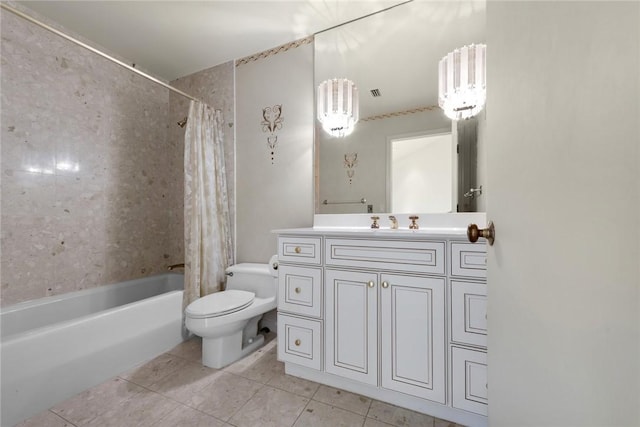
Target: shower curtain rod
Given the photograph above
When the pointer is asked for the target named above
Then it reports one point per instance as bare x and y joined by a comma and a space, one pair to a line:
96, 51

...

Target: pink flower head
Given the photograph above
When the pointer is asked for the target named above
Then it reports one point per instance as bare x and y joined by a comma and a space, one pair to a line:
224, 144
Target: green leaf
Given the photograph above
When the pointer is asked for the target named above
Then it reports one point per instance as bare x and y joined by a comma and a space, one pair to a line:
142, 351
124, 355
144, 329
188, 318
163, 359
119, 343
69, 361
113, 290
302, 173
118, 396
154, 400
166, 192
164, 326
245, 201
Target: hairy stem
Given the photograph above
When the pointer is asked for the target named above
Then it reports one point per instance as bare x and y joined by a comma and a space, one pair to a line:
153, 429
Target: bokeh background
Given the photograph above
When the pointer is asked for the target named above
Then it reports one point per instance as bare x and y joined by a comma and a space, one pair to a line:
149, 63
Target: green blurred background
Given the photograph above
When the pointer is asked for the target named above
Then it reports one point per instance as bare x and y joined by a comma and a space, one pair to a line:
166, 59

* * *

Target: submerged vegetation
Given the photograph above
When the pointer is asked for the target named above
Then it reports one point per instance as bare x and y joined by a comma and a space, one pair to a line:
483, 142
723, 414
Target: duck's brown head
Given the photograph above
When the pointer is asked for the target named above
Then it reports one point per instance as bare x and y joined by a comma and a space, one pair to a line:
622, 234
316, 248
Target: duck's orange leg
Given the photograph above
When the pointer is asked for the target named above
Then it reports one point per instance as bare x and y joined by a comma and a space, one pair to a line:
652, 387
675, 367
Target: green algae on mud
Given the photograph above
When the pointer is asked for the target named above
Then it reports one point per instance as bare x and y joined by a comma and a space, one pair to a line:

◆ Goal
Pick out every line of the listing above that contains the string "duck", with case counting, and copy each such line.

◆ Reply to the exercise
Target: duck's brown head
Target: duck's orange leg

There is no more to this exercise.